─── DATASET EXTRACT ───

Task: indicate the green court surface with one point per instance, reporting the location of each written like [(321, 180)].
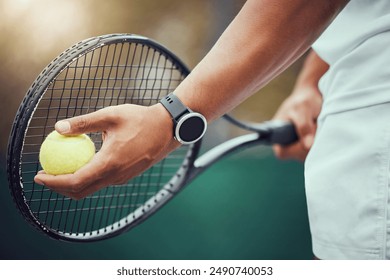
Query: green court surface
[(244, 207)]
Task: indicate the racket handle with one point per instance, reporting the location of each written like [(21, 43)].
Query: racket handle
[(281, 132)]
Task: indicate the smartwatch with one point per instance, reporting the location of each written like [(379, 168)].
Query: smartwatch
[(188, 126)]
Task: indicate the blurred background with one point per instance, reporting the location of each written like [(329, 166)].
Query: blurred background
[(248, 206)]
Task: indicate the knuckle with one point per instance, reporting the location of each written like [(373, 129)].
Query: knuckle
[(82, 123)]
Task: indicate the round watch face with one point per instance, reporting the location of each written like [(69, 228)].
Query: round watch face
[(190, 128)]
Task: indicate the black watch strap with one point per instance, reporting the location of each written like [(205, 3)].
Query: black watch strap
[(174, 106)]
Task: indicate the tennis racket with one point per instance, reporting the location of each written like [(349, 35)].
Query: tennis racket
[(95, 73)]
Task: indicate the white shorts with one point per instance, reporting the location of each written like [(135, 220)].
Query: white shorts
[(347, 185)]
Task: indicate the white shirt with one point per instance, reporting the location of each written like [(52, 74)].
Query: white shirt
[(357, 48)]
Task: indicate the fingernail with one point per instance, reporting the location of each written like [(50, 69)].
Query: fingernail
[(63, 126), (308, 141), (38, 181)]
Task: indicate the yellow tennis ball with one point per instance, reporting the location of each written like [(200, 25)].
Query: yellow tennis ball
[(61, 154)]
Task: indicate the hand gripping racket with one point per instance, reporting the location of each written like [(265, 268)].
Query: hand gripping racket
[(95, 73)]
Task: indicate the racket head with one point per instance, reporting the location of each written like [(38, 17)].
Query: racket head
[(95, 73)]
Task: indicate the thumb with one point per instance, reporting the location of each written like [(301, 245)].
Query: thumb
[(92, 122)]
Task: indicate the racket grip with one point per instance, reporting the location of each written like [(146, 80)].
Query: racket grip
[(282, 132)]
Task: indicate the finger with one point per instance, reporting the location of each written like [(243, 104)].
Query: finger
[(92, 122), (92, 174), (294, 151)]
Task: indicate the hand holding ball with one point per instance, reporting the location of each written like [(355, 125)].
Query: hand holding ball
[(61, 154)]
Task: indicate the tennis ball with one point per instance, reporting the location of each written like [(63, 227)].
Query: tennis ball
[(61, 154)]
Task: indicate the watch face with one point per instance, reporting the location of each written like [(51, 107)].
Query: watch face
[(190, 128)]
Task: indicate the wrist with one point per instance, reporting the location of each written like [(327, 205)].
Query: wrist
[(188, 126)]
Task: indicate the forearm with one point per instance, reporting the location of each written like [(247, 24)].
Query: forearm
[(312, 71), (263, 40)]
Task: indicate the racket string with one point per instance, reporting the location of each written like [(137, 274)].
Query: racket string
[(106, 76)]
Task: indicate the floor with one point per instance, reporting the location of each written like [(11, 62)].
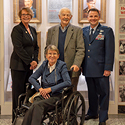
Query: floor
[(113, 120)]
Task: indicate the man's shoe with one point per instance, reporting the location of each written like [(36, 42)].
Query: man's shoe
[(102, 123), (87, 117)]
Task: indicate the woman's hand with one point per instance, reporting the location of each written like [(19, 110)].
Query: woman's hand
[(33, 65), (45, 92)]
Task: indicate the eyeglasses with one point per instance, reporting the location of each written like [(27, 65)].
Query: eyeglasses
[(50, 54), (68, 15), (25, 14)]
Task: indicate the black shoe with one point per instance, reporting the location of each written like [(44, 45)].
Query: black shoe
[(102, 123), (87, 117)]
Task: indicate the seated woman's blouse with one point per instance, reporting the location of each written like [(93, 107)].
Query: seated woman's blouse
[(56, 80)]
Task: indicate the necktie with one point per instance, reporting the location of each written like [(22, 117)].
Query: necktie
[(90, 37)]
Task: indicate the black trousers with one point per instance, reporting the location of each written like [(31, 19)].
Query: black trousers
[(19, 80), (39, 108)]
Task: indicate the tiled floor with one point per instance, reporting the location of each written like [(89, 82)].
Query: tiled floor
[(113, 120)]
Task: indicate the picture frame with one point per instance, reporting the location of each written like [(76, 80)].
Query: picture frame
[(36, 8), (121, 68), (122, 46), (122, 25), (122, 93), (83, 10)]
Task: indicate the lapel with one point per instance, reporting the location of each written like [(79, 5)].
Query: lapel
[(68, 36), (55, 35), (26, 32), (95, 33)]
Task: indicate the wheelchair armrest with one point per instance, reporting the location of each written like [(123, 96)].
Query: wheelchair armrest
[(67, 89), (19, 99)]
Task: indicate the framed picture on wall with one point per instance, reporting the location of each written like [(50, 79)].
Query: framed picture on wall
[(122, 25), (85, 5), (122, 47), (35, 6), (122, 93)]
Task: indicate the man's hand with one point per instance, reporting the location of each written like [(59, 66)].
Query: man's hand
[(106, 73), (45, 92), (75, 68), (33, 65)]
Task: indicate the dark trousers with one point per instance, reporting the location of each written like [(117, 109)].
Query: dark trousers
[(37, 111), (98, 94), (19, 80)]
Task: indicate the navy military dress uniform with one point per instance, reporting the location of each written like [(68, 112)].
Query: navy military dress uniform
[(99, 56)]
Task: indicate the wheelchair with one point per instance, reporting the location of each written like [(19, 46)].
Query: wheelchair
[(69, 110)]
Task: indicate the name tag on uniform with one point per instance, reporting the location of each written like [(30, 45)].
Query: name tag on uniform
[(100, 37)]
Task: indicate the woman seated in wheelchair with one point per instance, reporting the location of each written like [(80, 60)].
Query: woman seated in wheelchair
[(54, 77)]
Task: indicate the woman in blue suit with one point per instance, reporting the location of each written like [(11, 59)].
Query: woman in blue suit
[(24, 57), (54, 77)]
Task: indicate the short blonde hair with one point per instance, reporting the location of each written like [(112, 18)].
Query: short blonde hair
[(29, 11), (51, 47)]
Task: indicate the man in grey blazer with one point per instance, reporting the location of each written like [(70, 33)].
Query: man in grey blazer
[(69, 40)]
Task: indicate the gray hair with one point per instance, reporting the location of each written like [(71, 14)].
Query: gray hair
[(64, 8), (51, 47)]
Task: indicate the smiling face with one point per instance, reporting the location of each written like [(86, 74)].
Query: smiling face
[(93, 18), (52, 57), (65, 17), (28, 3), (91, 4), (25, 17)]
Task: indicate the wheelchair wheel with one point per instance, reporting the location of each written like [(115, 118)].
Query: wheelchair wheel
[(74, 110)]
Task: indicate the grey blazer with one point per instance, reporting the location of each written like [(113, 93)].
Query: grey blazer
[(74, 50)]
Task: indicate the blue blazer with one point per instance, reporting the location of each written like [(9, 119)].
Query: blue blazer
[(25, 49), (99, 52), (57, 79)]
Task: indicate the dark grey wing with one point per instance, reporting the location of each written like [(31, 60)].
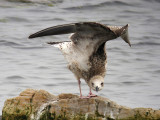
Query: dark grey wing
[(56, 30), (83, 29), (86, 30)]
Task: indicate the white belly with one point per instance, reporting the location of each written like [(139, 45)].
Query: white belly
[(76, 54)]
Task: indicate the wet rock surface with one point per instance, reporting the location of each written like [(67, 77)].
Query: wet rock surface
[(41, 105)]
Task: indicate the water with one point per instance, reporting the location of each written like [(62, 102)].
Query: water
[(133, 74)]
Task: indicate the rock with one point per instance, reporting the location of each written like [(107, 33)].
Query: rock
[(41, 105)]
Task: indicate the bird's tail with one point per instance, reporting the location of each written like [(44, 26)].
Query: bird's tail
[(124, 34), (121, 32)]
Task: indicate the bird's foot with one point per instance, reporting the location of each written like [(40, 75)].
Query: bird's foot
[(92, 95), (84, 97)]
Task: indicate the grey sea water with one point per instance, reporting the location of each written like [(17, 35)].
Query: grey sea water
[(133, 74)]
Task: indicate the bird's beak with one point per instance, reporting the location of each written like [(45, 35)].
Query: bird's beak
[(97, 89)]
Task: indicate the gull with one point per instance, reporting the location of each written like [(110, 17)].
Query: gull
[(86, 50)]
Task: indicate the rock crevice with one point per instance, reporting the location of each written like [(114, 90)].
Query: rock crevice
[(41, 105)]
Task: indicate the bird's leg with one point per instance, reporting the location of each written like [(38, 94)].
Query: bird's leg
[(82, 97), (91, 94)]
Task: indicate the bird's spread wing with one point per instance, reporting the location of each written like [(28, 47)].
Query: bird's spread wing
[(85, 33)]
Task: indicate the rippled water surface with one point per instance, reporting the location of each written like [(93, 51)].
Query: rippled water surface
[(133, 74)]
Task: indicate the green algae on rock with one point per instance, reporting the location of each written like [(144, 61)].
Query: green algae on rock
[(41, 105)]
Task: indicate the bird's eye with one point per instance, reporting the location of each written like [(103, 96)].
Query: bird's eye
[(102, 84)]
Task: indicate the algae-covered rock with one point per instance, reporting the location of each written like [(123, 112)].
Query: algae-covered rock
[(41, 105)]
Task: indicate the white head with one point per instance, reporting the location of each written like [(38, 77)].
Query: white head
[(96, 83)]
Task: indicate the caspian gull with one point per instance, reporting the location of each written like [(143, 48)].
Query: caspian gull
[(86, 52)]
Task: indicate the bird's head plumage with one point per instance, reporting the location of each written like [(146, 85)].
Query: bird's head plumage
[(96, 83)]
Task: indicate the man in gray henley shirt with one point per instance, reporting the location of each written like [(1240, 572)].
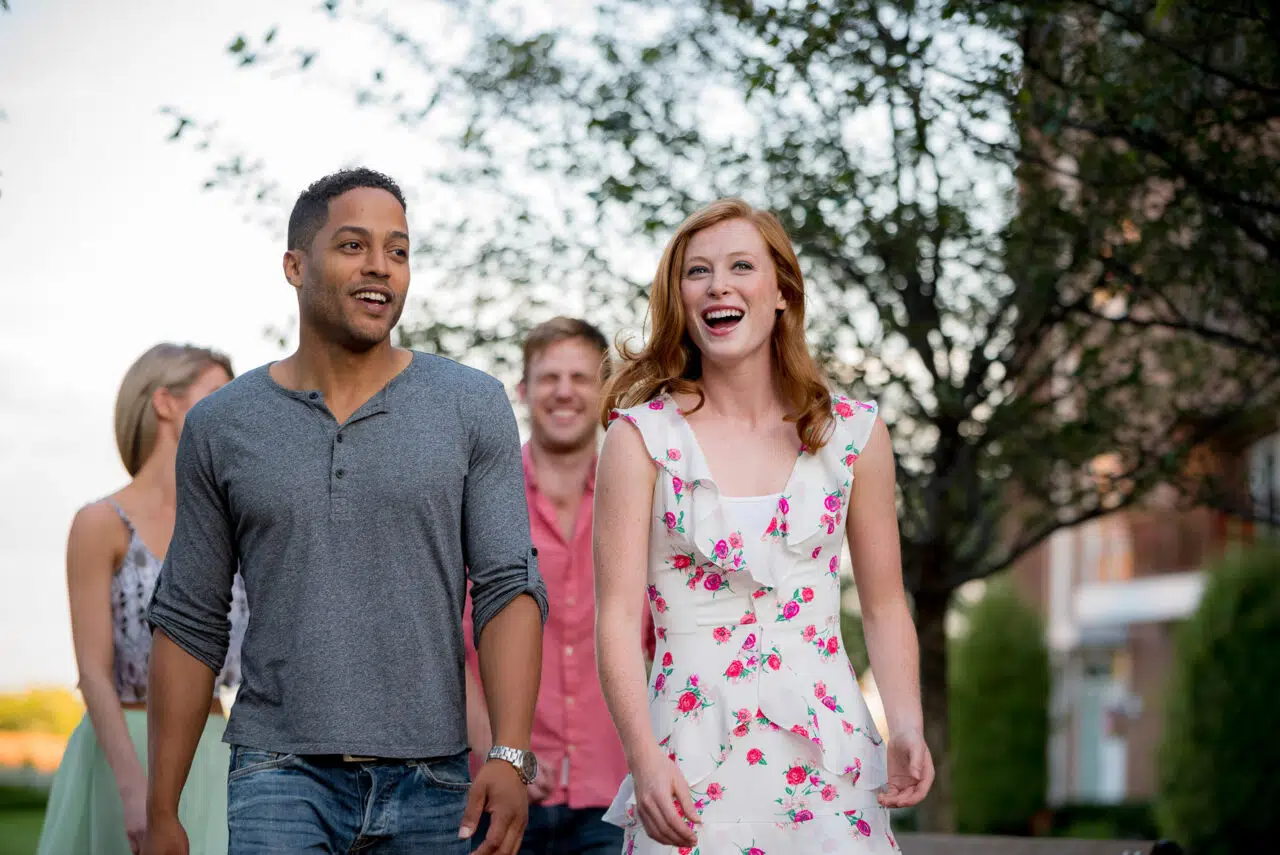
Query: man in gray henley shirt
[(356, 487)]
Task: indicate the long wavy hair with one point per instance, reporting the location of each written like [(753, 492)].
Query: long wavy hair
[(670, 362)]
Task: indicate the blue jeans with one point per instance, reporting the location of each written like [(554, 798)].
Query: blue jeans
[(286, 803), (561, 830)]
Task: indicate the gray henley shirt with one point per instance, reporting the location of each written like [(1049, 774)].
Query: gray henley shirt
[(355, 543)]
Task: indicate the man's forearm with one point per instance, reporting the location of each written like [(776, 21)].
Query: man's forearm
[(511, 662), (178, 695)]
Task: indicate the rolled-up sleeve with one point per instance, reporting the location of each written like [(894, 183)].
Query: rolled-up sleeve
[(193, 591), (502, 562)]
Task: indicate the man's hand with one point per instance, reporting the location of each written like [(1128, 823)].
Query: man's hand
[(498, 791), (165, 836)]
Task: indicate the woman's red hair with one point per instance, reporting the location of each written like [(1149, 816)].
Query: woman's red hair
[(670, 362)]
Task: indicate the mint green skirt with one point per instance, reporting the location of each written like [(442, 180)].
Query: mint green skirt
[(85, 813)]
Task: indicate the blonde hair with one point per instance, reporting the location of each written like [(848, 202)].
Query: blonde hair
[(164, 366), (671, 362)]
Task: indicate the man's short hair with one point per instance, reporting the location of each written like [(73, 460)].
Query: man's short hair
[(562, 329), (311, 210)]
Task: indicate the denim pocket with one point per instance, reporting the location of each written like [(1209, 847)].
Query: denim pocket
[(447, 772), (246, 760)]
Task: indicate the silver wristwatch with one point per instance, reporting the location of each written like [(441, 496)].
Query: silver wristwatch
[(525, 762)]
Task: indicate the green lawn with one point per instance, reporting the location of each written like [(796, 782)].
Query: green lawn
[(19, 831)]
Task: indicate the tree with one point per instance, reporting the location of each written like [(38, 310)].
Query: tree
[(1000, 694), (890, 140), (1217, 786)]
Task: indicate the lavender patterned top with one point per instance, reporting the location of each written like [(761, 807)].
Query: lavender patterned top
[(131, 594)]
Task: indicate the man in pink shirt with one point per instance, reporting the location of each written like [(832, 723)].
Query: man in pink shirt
[(579, 754)]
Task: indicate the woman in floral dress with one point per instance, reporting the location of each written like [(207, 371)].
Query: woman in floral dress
[(728, 480)]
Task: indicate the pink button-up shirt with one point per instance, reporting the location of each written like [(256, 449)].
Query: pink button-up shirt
[(574, 739)]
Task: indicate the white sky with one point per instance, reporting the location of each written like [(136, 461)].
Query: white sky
[(112, 246)]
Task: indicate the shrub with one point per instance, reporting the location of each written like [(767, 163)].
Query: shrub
[(1217, 787)]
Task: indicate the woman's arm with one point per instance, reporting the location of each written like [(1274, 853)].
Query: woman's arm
[(891, 641), (624, 506), (94, 552)]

───

■ TASK TO COMPLETE ■
Reproduce, word for word, every line starting at the line that contains "Task: indicate the pink" and ending with the final line of the entries.

■ CORRECT OUTPUT ■
Task: indicate the pink button-up shirt with one point per instance, reporting the location of each written like [(256, 449)].
Query: pink button-up shirt
[(574, 739)]
Task: indicate the white sky with one point per instance, reporting the location of each written like [(136, 461)].
Query: white sky
[(112, 246)]
Task: indicate the shrub with one point per instance, reporting the location of each written like [(767, 163)].
Query: shrub
[(1217, 787)]
Task: indicate the woman's arm with one point per instance, reporting the location of each written like [(1274, 853)].
Query: woman's arm
[(891, 641), (624, 506), (94, 552)]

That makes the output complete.